• Task set:
1 – In the Pahala fire article, how much of the makai fire did Assistant Fire Chief Aaron Arbles say was contained on Thursday afternoon?
2 – Please carry on the Pahala fire article from its final sentence.

• Selected text:
────────

HILO — In Pahala, the cleanup continued Thursday as firefighters continued to make progress in their efforts to quell a 5,200-acre fire that damaged coffee farms and macadamia nut orchards in Pahala.
“I’ve got the windows open,” said Michael Worthington, Pahala Plantation Cottages partner, early Thursday evening. He said he was cleaning up the “soot from the leaves and the branches that have been burned.”
Windows had generally been closed in the former sugar mill town in Ka‘u because of smoke and ashes from the blaze, but Wednesday’s rain allowed people to breathe cleaner air.
According to the National Weather Service, a little more than a third of an inch of rain fell on Pahala between 8 a.m. Wednesday and 8 a.m. Thursday, while the Pahala Mauka rain gauge above the town measured just over eight-tenths of an inch during the same period.
“We had a nice rain (on Wednesday) which we desperately needed, so it was fantastic,” Worthington said. “It’s threatening to drizzle again right now, but nothing. It’s been kind of overcast all day.”
The makai fire, the larger of two blazes that broke out on Monday near the town, was “about 60 percent contained,” Assistant Fire Chief Aaron Arbles said Thursday afternoon.
“There’s a few flare-ups on the south end of the fire and also on the north end by the home (of Ann Fontes on Highway 11). But we have crews on the scene, there’s fire breaks at that location and we’re wetting down the area. … I was hoping for more rain but it died out quickly down on that side,” Arbles said.
The makai blaze jumped Highway 11 at the north end of the fire on Tuesday, coming close to the home and coffee farm of Jimmy and Lisa Dacalio.
“There’s a ravine there, and it’s rugged terrain, so we had the National Parks crews assist in that spot along with our guys,” Arbles said.
The blog Ka‘u Calendar News Briefs reported Wednesday that major landowner and Ka‘u Coffee Mill founder Edmund C. Olson “promised to help coffee farmers with funding to prune, replant and rebuild damaged coffee farms.”

────────

• Stored data:
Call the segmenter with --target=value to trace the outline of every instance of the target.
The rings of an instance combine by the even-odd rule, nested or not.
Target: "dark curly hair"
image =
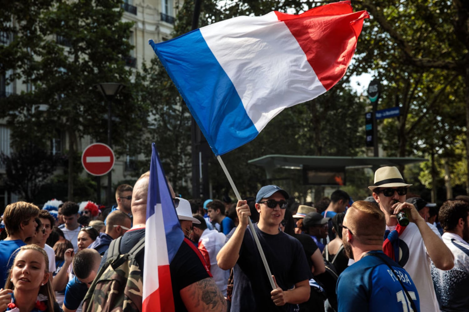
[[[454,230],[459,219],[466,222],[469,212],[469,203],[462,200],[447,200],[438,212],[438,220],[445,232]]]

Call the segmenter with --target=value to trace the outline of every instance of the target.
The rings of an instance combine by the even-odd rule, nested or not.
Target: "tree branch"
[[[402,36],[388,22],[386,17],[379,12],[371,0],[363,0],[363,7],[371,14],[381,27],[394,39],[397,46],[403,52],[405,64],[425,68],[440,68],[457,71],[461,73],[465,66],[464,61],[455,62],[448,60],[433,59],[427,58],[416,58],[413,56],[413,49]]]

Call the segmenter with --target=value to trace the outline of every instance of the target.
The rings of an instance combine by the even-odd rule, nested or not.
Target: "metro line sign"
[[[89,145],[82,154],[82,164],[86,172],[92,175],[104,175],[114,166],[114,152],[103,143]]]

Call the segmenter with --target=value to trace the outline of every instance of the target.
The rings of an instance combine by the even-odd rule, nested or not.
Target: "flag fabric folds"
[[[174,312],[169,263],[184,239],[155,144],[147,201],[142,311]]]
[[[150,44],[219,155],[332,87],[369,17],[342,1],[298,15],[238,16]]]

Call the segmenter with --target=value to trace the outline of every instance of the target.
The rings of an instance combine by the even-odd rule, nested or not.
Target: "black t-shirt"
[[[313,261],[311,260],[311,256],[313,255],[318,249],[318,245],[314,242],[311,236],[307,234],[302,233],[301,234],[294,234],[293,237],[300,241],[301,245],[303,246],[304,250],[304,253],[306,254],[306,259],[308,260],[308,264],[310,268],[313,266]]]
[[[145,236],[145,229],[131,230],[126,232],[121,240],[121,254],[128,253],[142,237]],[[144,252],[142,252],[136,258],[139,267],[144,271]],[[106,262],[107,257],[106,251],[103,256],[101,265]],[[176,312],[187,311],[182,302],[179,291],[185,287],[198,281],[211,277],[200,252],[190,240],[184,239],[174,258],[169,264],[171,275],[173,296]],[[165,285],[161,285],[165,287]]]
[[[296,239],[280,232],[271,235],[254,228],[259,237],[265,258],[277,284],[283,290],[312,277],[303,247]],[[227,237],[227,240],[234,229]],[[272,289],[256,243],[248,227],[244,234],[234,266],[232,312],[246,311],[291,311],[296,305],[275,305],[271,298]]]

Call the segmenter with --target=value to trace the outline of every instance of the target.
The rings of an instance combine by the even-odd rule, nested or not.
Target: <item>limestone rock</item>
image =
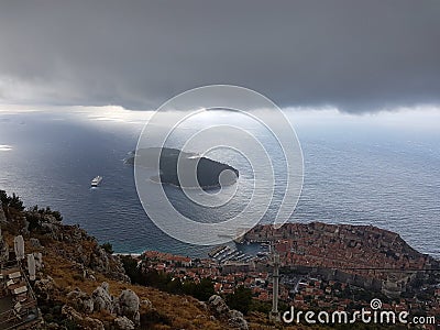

────────

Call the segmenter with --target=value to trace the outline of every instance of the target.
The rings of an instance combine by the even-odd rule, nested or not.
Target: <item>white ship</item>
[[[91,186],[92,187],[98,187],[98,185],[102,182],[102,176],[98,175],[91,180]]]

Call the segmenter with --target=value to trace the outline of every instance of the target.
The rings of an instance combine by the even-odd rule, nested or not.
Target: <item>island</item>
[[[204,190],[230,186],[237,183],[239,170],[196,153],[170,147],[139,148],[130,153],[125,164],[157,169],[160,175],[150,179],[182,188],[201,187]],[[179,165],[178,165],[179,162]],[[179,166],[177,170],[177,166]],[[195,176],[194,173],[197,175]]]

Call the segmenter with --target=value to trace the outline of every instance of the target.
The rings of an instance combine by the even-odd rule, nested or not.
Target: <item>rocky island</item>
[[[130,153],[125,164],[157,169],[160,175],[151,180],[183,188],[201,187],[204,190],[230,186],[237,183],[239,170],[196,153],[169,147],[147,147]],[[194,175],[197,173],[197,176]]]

────────

• Answers in order:
1 – About 60 percent.

2 –
Despite the agricultural damage, firefighters have prevented the blaze from destroying homes or other structures.
The fire caused the closure of Ka‘u Hospital on Monday and the evacuation of the hospital’s 15 longterm-care facility residents to the Naalehu Community Center. The hospital has since been reopened and the residents returned to the facility.
A total of 12 units, including two volunteer companies from Pahala Fire Station, a Hawaii Volcanoes National Park crew and bulldozer, and a county helicopter fought the fire, Arbles said.
“We’re having difficulty because of the terrain,” he noted. “They’ve cut a wide break, but … there are a lot of logs and trees down there and they burn for days. It takes a while getting down there and the vehicles we use, they don’t have so much water. The travel to and from the location takes awhile and they can only do so much. But anywhere there are tree canopies, it hampers the chopper’s operations.”
Equipment during the four-day battle has been provided by the Pahala, Ocean View, Volcano, Pahoa and Keaau stations, plus the National Park Service, Arbles said.
The smaller mauka fire, which has scorched about 400 acres, remains “95 percent contained,” Arbles said.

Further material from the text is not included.